[Point localization data]
--- --- ---

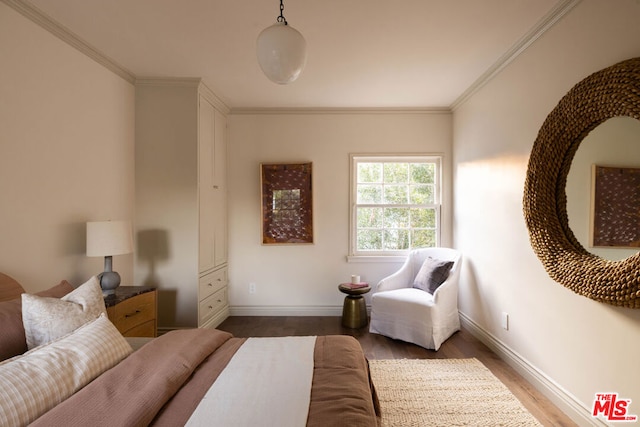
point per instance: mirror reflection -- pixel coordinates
(616, 142)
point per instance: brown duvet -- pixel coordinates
(162, 383)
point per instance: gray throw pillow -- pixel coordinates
(432, 274)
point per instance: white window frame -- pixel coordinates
(354, 159)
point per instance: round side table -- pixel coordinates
(354, 310)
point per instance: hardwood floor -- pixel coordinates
(461, 345)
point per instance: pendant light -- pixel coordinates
(282, 51)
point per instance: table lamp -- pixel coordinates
(108, 238)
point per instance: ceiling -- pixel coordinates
(361, 53)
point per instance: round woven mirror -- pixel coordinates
(612, 92)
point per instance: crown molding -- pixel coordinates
(45, 21)
(542, 26)
(194, 82)
(346, 110)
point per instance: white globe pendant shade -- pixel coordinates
(282, 53)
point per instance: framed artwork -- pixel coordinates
(287, 203)
(615, 205)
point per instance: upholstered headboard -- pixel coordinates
(9, 288)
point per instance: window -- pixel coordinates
(395, 204)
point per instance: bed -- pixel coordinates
(185, 377)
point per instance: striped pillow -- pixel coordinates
(33, 383)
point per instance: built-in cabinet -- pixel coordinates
(181, 200)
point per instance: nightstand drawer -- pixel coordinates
(212, 305)
(135, 316)
(212, 282)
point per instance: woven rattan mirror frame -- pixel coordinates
(612, 92)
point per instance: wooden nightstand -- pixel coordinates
(133, 310)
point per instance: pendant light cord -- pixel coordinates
(281, 18)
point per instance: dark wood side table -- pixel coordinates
(354, 310)
(133, 310)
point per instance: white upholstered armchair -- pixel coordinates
(401, 311)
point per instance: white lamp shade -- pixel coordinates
(107, 238)
(282, 53)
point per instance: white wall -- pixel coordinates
(583, 346)
(303, 279)
(66, 155)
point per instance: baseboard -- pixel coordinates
(246, 310)
(560, 397)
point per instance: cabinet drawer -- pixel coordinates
(212, 282)
(134, 312)
(211, 305)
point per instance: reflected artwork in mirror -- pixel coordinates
(612, 92)
(614, 143)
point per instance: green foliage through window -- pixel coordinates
(396, 203)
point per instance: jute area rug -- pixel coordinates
(445, 392)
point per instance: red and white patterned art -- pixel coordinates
(287, 205)
(616, 207)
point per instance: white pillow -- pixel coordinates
(36, 381)
(46, 319)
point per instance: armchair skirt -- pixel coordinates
(402, 312)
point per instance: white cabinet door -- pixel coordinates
(206, 187)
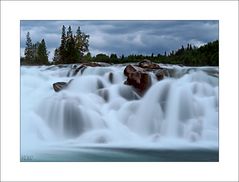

--- --- ---

(TASK DETAILS) Copy all of the records verbatim, omitting the pictures.

(EXERCISE RESULT)
point per instance: mirror reflection -- pixel coordinates
(616, 142)
point per instance: brown duvet -- pixel coordinates
(162, 383)
point per instance: gray throw pillow -- pixel coordinates
(432, 274)
point per instance: white window frame -- pixel coordinates
(354, 159)
point per instance: round side table -- pixel coordinates
(354, 310)
point per instance: hardwood floor -- pixel coordinates
(461, 345)
point per instance: pendant light -- pixel coordinates
(282, 51)
point per instance: table lamp -- pixel coordinates
(108, 238)
point per instance: ceiling -- pixel coordinates
(361, 53)
point per instance: round woven mirror -- pixel coordinates
(612, 92)
point per instance: crown molding -- pixel coordinates
(45, 21)
(542, 26)
(194, 82)
(346, 110)
point per instance: white globe pendant shade -- pixel coordinates
(282, 53)
point per instance: framed artwork -- pixel coordinates
(287, 203)
(615, 205)
point per instance: upholstered headboard -- pixel coordinates
(9, 288)
point per instance: window -- pixel coordinates
(395, 204)
point per instance: bed -- pixel coordinates
(185, 377)
point per instance: striped pillow -- pixel coordinates
(33, 383)
point per instance: built-in cabinet -- pixel coordinates
(181, 200)
point per instance: nightstand drawer -- pixel coordinates
(212, 305)
(135, 316)
(212, 282)
point per instance: woven rattan mirror frame -- pixel coordinates
(612, 92)
point per instance: wooden nightstand -- pixel coordinates
(133, 310)
point per instance: pendant light cord -- pixel coordinates
(281, 18)
point per instance: dark wood side table -- pixel coordinates
(354, 310)
(133, 310)
point per instance: white upholstered armchair -- pixel coordinates
(401, 311)
point per instance: white lamp shade -- pixel coordinates
(107, 238)
(282, 53)
point per instance: white wall -- pixel coordinates
(583, 346)
(303, 279)
(66, 155)
point per instance: baseboard -- pixel coordinates
(246, 310)
(560, 397)
point per instance: cabinet drawer -- pixel coordinates
(212, 282)
(134, 312)
(211, 305)
point per instance: reflected artwork in mirror -- pixel coordinates
(612, 92)
(614, 143)
point per instance: green foliage through window -- pixel coordinates
(396, 203)
point per instance: jute area rug -- pixel coordinates
(445, 392)
point per instance: red and white patterned art -- pixel coordinates
(287, 205)
(616, 207)
point per instance: white pillow -- pixel coordinates
(36, 381)
(46, 319)
point per instance: armchair skirt -- pixel coordinates
(402, 312)
point per instance: white cabinet door -- pixel coordinates
(206, 187)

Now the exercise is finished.